=== SOURCE TEXT ===

In the runup to Memorial Day, numerous writers denounced President Trump’s purported plans to grant clemency to several U.S. service members accused or convicted of war-zone offenses. Memorial Day passed with no such actions, however, and Trump himself commented, “It’s very possible that I’ll let the trials go on, and I’ll make my decision after the trial.” This break in the news provides an opportunity to better understand what executive clemency does and doesn’t mean and to grapple with some of the issues raised by the critics of Trump’s suggested pardons.
My goal here is not to opine on the wisdom (or lack thereof) of any of the clemency cases in question. I come to these issues as someone who spent more than 34 years as a military lawyer—including service as military prosecutor, defense counsel and judge—as well as an investigating officer, a staff judge advocate, an educator and more. In my experience, cases like these involve voluminous records, and I simply don’t have the access (or, really, the time) to exercise the necessary due diligence—particularly with respect to cases that have not yet been tried—to make a determination as to something as complex and nuanced as executive clemency.

=== RECORDS SHOWN ===

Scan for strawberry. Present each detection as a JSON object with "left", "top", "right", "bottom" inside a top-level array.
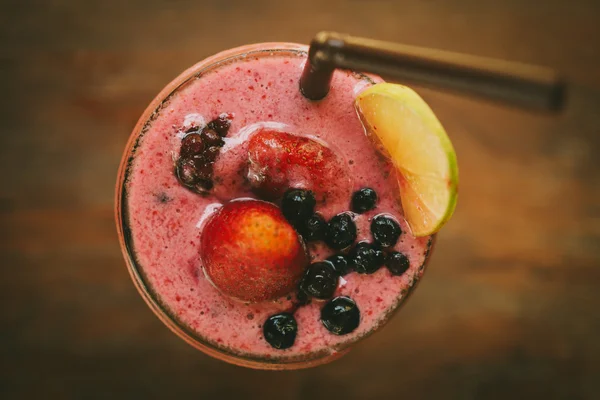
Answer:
[
  {"left": 200, "top": 199, "right": 309, "bottom": 302},
  {"left": 248, "top": 129, "right": 351, "bottom": 202}
]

===

■ SET PROBLEM A:
Repeat the part of the clemency text between "In the runup" and "Trump’s suggested pardons.", inclusive.
■ SET PROBLEM B:
Write out the records again with "strawberry" swapped for "apple" and nothing else changed. Leave the pictures out.

■ FULL RESPONSE A:
In the runup to Memorial Day, numerous writers denounced President Trump’s purported plans to grant clemency to several U.S. service members accused or convicted of war-zone offenses. Memorial Day passed with no such actions, however, and Trump himself commented, “It’s very possible that I’ll let the trials go on, and I’ll make my decision after the trial.” This break in the news provides an opportunity to better understand what executive clemency does and doesn’t mean and to grapple with some of the issues raised by the critics of Trump’s suggested pardons.

■ FULL RESPONSE B:
Scan for apple. Present each detection as a JSON object with "left", "top", "right", "bottom" inside a top-level array.
Answer:
[
  {"left": 200, "top": 199, "right": 309, "bottom": 302},
  {"left": 248, "top": 129, "right": 351, "bottom": 202}
]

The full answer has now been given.